Segment Start: Exercise text

Article-Doing all you can to promote dosing safety?

Doing all you can to promote dosing safety?
Image source: iStock

In 2008, Daniel Budnitz, director of the Centers for Disease Control and Prevention’s Medication Safety Program in the division of Healthcare Quality Promotion, enlisted the help of private-sector companies, public health agencies, consumer/patient advocates, and other experts to develop strategies to reduce medication overdosing in children. Under PROTECT (Preventing Overdoses and Treatment Errors in Children Taskforce), the group set out to improve medication packaging to reduce harm from unsupervised ingestions, as well as to refine dosing measures on medication packaging and labeling to reduce errors potentially made by parents/caregivers when administering medications. 

The effort has already driven much change—voluntary development and implementation of innovative child-resistant packaging, development and endorsement of new dosing and e-prescribing standards, and the public education campaign to promote safe medication use and storage.

Segment End: Exercise text
Segment Start: Data extracts

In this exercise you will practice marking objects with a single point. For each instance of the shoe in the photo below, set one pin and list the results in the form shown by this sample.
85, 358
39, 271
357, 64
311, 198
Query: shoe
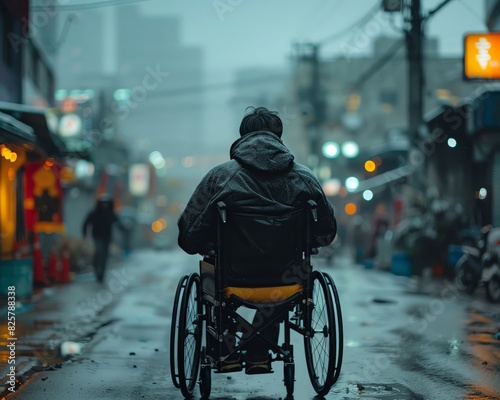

Segment End: Data extracts

- Task directions: Copy the passage of the dosing safety article starting with "Image source: iStock" and going on through "when administering medications.". The items are separate material, unrelated to the dosing safety article.

- Your solution:
Image source: iStock

In 2008, Daniel Budnitz, director of the Centers for Disease Control and Prevention’s Medication Safety Program in the division of Healthcare Quality Promotion, enlisted the help of private-sector companies, public health agencies, consumer/patient advocates, and other experts to develop strategies to reduce medication overdosing in children. Under PROTECT (Preventing Overdoses and Treatment Errors in Children Taskforce), the group set out to improve medication packaging to reduce harm from unsupervised ingestions, as well as to refine dosing measures on medication packaging and labeling to reduce errors potentially made by parents/caregivers when administering medications.